• _Schriftliche Anweisung A_: Welche Rumpfform besitzt laut dem Lesetext die Independence-Klasse?

── Lesetext

Littoral Combat Ship

Kriegsschiffstyp der United States Navy

Littoral Combat Ships (LCS; deutsch Schiffe für küstennahe Gefechtsführung) sind ein als neuartig oder experimentell[1]:13 bezeichneter Kriegsschiffstyp der United States Navy. Er wurde in den 2000er Jahren für die asymmetrische Kriegführung im feindlichen Küstenvorfeld konzipiert.

Littoral Combat Ship der Freedom-Klasse
Littoral Combat Ship der Independence-Klasse

Nach einem 2003 bestellten Erprobungsträger, dem Swath-Schiff Sea Fighter, wurden von 2004 bis zum Jahr 2019 insgesamt 35 Littoral Combat Ships in zwei verschiedenen, aber parallel beschafften Schiffsklassen in Auftrag gegeben: Die Freedom-Klasse mit Halbgleiter-Rumpf sowie die Independence-Klasse mit Trimaran-Rumpf.

In der Schiffshierarchie der US-Marine ersetzten die Littoral Combat Ships die aus der Zeit des Kalten Kriegs stammenden Fregatten der Oliver-Hazard-Perry-Klasse sowie Minenabwehrboote der Avenger-Klasse und der Osprey-Klasse. In anderen Marinen werden Einheiten, die vergleichbare Aufgabenprofile erfüllen, zumeist entweder als Korvetten oder Patrouillenboote geführt.

────
── Vorliegende Einträge

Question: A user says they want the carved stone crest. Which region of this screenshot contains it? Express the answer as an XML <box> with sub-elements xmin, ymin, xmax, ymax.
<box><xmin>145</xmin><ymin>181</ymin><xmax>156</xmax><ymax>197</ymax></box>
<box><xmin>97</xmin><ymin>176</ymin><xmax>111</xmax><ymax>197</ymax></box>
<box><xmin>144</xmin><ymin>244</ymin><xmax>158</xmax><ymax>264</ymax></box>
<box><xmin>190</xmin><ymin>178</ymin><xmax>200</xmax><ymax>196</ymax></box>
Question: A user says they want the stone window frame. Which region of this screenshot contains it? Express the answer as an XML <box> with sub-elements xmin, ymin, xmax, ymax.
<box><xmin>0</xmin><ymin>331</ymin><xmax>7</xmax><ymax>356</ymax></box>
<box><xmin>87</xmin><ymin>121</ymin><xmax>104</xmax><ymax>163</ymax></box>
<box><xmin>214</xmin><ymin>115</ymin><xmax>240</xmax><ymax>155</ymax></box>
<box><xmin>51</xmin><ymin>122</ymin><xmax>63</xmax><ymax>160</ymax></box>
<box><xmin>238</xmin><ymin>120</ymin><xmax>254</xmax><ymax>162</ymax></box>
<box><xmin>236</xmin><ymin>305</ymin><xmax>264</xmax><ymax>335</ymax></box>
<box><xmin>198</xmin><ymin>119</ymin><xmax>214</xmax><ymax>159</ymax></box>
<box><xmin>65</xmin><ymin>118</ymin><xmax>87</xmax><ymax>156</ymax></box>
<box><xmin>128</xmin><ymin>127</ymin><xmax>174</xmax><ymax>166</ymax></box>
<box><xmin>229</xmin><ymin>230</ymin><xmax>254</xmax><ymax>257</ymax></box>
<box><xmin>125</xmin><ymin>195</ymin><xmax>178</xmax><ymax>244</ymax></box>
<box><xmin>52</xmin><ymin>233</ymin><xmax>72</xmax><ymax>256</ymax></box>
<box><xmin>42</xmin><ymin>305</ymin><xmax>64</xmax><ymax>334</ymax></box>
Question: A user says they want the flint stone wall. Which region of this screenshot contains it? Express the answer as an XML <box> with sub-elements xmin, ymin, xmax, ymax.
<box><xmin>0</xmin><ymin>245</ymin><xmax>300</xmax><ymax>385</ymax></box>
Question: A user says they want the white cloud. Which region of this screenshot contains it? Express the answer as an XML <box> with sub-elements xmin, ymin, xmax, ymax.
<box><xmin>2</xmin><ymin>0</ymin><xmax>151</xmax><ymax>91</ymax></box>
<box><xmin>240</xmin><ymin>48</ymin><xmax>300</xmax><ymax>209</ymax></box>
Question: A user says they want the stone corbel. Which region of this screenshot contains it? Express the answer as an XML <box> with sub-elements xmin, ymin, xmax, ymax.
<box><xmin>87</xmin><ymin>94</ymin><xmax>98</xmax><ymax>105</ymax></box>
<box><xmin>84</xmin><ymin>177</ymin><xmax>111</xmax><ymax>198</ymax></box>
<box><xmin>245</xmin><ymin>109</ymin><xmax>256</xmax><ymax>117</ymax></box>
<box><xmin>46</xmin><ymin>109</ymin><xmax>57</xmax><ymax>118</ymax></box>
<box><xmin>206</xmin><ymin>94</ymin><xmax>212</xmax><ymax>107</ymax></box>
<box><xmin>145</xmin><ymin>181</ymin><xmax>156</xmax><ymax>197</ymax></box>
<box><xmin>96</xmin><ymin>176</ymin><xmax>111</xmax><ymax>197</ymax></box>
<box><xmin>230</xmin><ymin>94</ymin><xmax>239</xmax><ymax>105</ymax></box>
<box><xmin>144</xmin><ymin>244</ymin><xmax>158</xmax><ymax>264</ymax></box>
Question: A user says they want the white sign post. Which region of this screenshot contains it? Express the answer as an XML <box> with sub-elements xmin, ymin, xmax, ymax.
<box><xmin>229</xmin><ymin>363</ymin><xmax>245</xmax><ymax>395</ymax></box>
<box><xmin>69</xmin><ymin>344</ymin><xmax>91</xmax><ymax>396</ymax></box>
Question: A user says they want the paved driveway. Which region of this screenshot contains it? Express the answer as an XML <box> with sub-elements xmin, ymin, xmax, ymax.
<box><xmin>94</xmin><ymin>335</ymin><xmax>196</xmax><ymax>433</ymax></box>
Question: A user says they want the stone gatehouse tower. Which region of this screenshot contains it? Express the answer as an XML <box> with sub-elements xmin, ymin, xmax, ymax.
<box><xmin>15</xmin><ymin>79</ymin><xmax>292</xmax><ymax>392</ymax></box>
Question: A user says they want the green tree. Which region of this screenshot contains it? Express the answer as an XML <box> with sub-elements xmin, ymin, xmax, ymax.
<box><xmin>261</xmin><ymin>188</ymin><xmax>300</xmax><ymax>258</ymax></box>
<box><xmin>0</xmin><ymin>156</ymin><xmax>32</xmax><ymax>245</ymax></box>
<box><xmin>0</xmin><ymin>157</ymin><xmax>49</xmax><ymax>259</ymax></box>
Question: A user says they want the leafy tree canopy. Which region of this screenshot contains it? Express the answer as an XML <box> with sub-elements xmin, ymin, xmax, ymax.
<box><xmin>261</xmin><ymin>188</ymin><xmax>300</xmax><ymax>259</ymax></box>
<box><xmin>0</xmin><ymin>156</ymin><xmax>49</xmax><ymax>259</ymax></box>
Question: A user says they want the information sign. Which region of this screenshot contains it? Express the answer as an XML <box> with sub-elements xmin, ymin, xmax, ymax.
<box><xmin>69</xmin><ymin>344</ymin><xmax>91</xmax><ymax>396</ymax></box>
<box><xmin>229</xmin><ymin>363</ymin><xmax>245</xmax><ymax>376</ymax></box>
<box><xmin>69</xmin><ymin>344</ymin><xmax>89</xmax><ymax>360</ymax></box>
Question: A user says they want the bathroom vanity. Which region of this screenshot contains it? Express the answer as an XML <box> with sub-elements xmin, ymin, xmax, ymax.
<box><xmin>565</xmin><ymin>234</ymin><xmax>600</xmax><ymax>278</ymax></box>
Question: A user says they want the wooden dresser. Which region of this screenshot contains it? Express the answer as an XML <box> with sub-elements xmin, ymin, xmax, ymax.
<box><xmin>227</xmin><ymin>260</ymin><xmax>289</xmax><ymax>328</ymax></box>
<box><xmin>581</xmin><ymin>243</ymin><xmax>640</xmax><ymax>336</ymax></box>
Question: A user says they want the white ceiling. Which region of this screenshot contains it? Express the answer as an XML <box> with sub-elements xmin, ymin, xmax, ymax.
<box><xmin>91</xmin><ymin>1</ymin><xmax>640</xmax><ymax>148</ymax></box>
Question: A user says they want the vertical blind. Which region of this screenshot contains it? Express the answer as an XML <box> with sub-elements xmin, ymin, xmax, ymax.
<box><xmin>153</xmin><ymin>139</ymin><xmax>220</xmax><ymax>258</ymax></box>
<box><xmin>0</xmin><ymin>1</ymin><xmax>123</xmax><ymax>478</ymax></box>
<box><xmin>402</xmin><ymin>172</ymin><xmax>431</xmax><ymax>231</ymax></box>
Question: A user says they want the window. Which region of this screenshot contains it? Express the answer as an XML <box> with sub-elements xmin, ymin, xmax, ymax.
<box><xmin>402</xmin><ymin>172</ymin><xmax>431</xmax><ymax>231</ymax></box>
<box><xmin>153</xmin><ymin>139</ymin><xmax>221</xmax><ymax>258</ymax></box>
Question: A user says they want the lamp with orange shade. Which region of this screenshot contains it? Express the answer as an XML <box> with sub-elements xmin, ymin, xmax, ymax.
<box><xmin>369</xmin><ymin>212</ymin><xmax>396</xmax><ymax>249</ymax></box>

────

• _Schriftliche Anweisung B_: Geben Sie die Einträge von der Zeile, die „Question: A user says they want the white ceiling.“ enthält, bis zum Ende der Einträge wortgetreu wieder, diese Zeile eingeschlossen.

• _Lösung der Aufgabe A_: Einen Trimaran-Rumpf.

• _Lösung der Aufgabe B_:
Question: A user says they want the white ceiling. Which region of this screenshot contains it? Express the answer as an XML <box> with sub-elements xmin, ymin, xmax, ymax.
<box><xmin>91</xmin><ymin>1</ymin><xmax>640</xmax><ymax>148</ymax></box>
Question: A user says they want the vertical blind. Which region of this screenshot contains it? Express the answer as an XML <box> with sub-elements xmin, ymin, xmax, ymax.
<box><xmin>153</xmin><ymin>139</ymin><xmax>220</xmax><ymax>258</ymax></box>
<box><xmin>0</xmin><ymin>1</ymin><xmax>123</xmax><ymax>478</ymax></box>
<box><xmin>402</xmin><ymin>172</ymin><xmax>431</xmax><ymax>231</ymax></box>
Question: A user says they want the window. Which region of this screenshot contains it? Express the answer as an XML <box> with sub-elements xmin, ymin, xmax, ymax.
<box><xmin>402</xmin><ymin>172</ymin><xmax>431</xmax><ymax>231</ymax></box>
<box><xmin>153</xmin><ymin>139</ymin><xmax>221</xmax><ymax>258</ymax></box>
Question: A user says they want the lamp with orange shade. Which region of this screenshot contains it? Express the answer as an XML <box> with sub-elements xmin, ymin, xmax, ymax.
<box><xmin>369</xmin><ymin>212</ymin><xmax>396</xmax><ymax>249</ymax></box>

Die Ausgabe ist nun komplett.